**DOCUMENT SECTION**:
Search code examples
rfunctionscopedata.tableenvironment

Programming on the data.table with "env" in a function


I am interested in joining two data.tables in a function. However, when using the new env for programming on the data.table, I am unable to join the data.tables in a function because the argument I attempt to join on does not exist, i.e. I get a "argument specifying columns received non-existing columns" error. How can I programmatically feed the matching column for joining two data.tables into a function? I provide a minimal working example of a surprising failure below.

dt.mwe.1 <- data.table(a = c(1,2,3,4,0,10))

mwe_function = function(dt, merge_var){
  dt.internal = 
    data.table(z = min(dt):max(dt)) %>% 
    .[ , .(mv = z) , env = list(mv = merge_var)] %>% `[`
  dt.internal2 = 
    data.table(z = min(dt):max(dt)) %>% 
    .[ , .(mv = z) , env = list(mv = merge_var)] %>% `[`
  dt.internal
  dt.internal[dt.internal2, on = .(mv), 
              env = list(mv = merge_var)] %>% `[`
}
# fails
mwe_function(dt = dt.mwe.1, merge_var = "a")
# also fails
mwe_function(dt = dt.mwe.1, merge_var = a)

Solution

  • Maybe I am missing your point, but what about:

    mwe_function = function(dt, merge_var){
      dt.internal = 
        data.table(z = min(dt):max(dt)) %>% 
        .[ , .(mv = z) , env = list(mv = merge_var)] %>% `[`
      dt.internal2 = 
        data.table(z = min(dt):max(dt)) %>% 
        .[ , .(mv = z) , env = list(mv = merge_var)] %>% `[`
      dt.internal
      dt.internal[dt.internal2, on = merge_var] %>% `[`
    }
    
    mwe_function(dt = dt.mwe.1, merge_var = "a")

**REQUIREMENTS**:
1) Print the passage of the data.table thread starting at "I am interested" and ending at "surprising failure below.".
2) In the data.table thread, what error does the poster get when trying to join the two tables inside the function?
3) Finish out the next part of the data.table thread on joining inside a function, picking up after its final line.
The records aren't needed for anything here.

[Excerpts from location labeling data]
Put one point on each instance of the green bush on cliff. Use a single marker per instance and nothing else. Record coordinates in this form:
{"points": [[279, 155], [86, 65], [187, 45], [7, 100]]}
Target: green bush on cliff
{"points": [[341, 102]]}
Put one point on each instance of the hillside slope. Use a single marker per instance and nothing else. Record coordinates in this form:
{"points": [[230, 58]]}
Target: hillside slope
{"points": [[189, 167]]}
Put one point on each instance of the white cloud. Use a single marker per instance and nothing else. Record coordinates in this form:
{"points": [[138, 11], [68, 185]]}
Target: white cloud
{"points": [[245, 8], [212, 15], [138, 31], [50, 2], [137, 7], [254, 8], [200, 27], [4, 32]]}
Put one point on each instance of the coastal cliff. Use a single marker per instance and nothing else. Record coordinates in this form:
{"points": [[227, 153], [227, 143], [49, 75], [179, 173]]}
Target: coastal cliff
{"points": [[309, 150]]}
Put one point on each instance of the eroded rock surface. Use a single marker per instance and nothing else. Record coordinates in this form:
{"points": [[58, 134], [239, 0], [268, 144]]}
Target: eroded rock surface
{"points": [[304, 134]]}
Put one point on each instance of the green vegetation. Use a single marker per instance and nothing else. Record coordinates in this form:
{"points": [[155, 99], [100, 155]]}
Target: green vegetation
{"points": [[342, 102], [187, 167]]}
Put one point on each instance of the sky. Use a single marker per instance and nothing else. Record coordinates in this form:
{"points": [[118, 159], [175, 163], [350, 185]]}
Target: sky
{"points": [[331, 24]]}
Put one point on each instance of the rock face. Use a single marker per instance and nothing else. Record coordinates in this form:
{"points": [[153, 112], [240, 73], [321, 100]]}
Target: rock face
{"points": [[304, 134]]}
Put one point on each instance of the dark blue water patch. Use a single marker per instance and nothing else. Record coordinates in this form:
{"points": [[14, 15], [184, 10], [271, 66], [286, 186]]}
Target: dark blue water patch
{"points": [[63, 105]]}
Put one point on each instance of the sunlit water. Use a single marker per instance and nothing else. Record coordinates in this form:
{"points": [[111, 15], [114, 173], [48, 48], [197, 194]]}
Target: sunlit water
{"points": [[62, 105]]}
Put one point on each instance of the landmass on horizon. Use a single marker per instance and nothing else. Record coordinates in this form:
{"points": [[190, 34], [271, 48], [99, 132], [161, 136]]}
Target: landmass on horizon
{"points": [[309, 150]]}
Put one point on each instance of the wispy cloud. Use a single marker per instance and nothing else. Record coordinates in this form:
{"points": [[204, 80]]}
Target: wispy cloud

**OUTPUTS BY TASK**:
1)
I am interested in joining two data.tables in a function. However, when using the new env for programming on the data.table, I am unable to join the data.tables in a function because the argument I attempt to join on does not exist, i.e. I get a "argument specifying columns received non-existing columns" error. How can I programmatically feed the matching column for joining two data.tables into a function? I provide a minimal working example of a surprising failure below.

2) An "argument specifying columns received non-existing columns" error.

3)
    #         a
    #     <int>
    #  1:     0
    #  2:     1
    #  3:     2
    #  4:     3
    #  5:     4
    #  6:     5
    #  7:     6
    #  8:     7
    #  9:     8
    # 10:     9
    # 11:    10
    

    From the help of ?data.table:

    env: List or an environment, passed to ‘substitute2’ for
             substitution of parameters in ‘i’, ‘j’ and ‘by’ (or ‘keyby’).
             Use ‘verbose’ to preview constructed expressions.
    

    So I guess the env approach does not work on the on argument, which, however, accepts anyways strings as input.


    NSE Approach

    mwe_function = function(dt, merge_var){
      merge_var <- deparse(substitute(merge_var))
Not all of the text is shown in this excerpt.